## [WRITTEN INSTRUCTION]
Reproduce the items from the start through the line containing "point(463, 208)", swapping every "feathery" for "plumed" and leaving everything else unchanged.
-- START GIVEN ENTRIES --
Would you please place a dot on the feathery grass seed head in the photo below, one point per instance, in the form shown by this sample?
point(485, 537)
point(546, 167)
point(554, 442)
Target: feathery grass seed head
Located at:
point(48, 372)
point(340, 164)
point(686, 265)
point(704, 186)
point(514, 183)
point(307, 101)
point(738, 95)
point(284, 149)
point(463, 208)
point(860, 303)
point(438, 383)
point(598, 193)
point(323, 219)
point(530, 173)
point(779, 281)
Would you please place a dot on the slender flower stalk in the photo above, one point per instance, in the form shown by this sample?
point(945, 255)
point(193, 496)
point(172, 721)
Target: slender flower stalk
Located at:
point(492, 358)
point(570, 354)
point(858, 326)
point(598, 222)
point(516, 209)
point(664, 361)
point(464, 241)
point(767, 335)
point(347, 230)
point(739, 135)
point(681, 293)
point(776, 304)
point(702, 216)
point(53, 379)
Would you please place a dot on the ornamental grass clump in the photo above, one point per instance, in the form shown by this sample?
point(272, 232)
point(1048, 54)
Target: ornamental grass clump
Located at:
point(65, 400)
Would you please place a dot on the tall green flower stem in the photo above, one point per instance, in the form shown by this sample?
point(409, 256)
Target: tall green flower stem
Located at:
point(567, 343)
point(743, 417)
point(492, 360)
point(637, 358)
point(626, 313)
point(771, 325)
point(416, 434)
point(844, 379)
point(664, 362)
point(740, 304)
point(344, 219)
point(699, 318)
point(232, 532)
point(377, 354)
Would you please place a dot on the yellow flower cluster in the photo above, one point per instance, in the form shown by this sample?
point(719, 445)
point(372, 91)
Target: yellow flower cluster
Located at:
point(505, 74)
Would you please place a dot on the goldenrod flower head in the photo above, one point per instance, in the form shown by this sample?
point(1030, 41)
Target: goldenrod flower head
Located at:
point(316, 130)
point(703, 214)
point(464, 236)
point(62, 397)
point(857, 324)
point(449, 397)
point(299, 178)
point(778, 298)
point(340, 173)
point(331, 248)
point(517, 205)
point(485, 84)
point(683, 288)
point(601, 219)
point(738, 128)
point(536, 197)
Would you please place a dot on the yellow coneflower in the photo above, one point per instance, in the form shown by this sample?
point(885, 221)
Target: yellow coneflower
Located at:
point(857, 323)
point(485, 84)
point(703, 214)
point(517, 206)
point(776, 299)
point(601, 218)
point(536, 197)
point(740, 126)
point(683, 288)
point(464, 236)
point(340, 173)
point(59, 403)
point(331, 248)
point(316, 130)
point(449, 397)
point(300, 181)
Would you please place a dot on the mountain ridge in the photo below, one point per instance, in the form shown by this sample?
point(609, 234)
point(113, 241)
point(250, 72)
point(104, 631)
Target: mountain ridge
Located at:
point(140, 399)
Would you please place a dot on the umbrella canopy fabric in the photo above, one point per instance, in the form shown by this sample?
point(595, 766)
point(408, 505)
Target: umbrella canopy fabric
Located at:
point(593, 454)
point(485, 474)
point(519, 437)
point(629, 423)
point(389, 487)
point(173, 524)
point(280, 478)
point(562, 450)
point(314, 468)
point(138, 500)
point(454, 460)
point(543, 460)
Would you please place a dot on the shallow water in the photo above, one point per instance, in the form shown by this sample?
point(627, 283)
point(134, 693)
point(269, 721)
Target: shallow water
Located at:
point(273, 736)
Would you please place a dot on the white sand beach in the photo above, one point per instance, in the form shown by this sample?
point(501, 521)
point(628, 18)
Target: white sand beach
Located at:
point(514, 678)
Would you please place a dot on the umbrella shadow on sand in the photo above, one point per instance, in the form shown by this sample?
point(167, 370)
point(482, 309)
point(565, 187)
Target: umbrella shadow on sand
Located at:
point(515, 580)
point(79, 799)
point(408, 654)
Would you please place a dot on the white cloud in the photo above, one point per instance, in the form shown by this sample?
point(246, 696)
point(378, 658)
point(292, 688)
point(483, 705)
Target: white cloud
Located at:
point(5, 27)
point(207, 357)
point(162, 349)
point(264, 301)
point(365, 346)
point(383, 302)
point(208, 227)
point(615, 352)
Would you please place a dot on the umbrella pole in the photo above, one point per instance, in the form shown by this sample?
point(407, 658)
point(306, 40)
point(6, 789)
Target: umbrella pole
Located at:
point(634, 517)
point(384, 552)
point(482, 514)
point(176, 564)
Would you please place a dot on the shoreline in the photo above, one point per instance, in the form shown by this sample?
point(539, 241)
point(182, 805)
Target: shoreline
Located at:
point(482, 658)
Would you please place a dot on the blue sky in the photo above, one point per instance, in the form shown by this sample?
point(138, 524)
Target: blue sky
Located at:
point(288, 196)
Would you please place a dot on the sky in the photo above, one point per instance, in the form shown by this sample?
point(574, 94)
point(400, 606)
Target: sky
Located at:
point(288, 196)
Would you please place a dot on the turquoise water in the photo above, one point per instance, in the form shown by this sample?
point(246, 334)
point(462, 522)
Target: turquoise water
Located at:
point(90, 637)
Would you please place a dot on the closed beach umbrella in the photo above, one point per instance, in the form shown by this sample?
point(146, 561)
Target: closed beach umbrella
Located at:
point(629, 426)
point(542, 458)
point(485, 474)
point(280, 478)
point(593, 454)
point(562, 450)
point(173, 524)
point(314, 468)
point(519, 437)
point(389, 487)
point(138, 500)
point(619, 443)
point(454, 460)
-- END GIVEN ENTRIES --
## [REPLY TO THE TASK]
Would you please place a dot on the plumed grass seed head in the photo below, one point per instance, in the form shown by this sample?
point(485, 537)
point(546, 167)
point(554, 442)
Target: plumed grass seed head
Located at:
point(48, 372)
point(340, 164)
point(686, 265)
point(704, 186)
point(514, 183)
point(307, 101)
point(738, 95)
point(284, 149)
point(463, 208)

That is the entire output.